SELECTED TEXT:
As I highlighted earlier in the week, the NRSC released internal polling to support messaging that it's Republicans who have the winning position among voters with commonsense restrictions and regulations, while Democrats unpopularly advocate for abortion throughout up until birth.
One such result from that poll found that by 55-35 percent, voters believe the "Supreme Court should allow the states to ban late-term abortions." The draft that was leaked applies to a decision for Dobbs v. Jackson, which is deciding the constitutionality of Mississippi's 15-week abortion ban.
It wasn't merely an internal poll released earlier this week, though.
Earlier this week, Fox News released their polling showing that by 54-41 percent, respondents support the 15-week ban. Further, a plurality of respondents, at 43 percent, want abortion to be "mostly illegal." The poll was conducted April 28-May 1, just before the draft was leaked.

RECORDED INFORMATION:
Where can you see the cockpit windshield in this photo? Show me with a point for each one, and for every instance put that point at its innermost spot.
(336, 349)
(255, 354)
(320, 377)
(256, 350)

DIRECTION 1: Print the abortion polling passage word for word from "As I highlighted" to "15-week abortion ban.".
DIRECTION 2: Write the next part of the passage on abortion polling, picking up after its last sentence.

RESPONSE 1:
As I highlighted earlier in the week, the NRSC released internal polling to support messaging that it's Republicans who have the winning position among voters with commonsense restrictions and regulations, while Democrats unpopularly advocate for abortion throughout up until birth.
One such result from that poll found that by 55-35 percent, voters believe the "Supreme Court should allow the states to ban late-term abortions." The draft that was leaked applies to a decision for Dobbs v. Jackson, which is deciding the constitutionality of Mississippi's 15-week abortion ban.

RESPONSE 2:
Polling released last June by The Associated Press-NORC Center for Public Affairs Research showed even greater support, for more limits. Sixty-five percent of respondents said abortion should be generally illegal in the second trimester, and 80 percent said it should be generally illegal in the third trimester.
Gallup, which regularly conducts polling on abortion, has found similar support for making abortion illegal at those points.
Polling from recent months that was provided to Townhall by Richard Baris, the director of Big Poll Data, found that by 67.2 to 17.1 percent, respondents oppose abortion being legal in the last three months of pregnancy, while 15.7 percent are unsure. It's worth highlighting that women are more likely to oppose such abortions being legal, at 68.4 percent.
Democrats point to how a majority of respondents do not want to see Roe overturned. A major reason for that, though, is because many don't know overturning Roe will not automatically ban abortion nationwide, as they have been led to fear. Rather, it will allow the states to decide their own abortion laws through their elected officials. I've addressed this in depth before.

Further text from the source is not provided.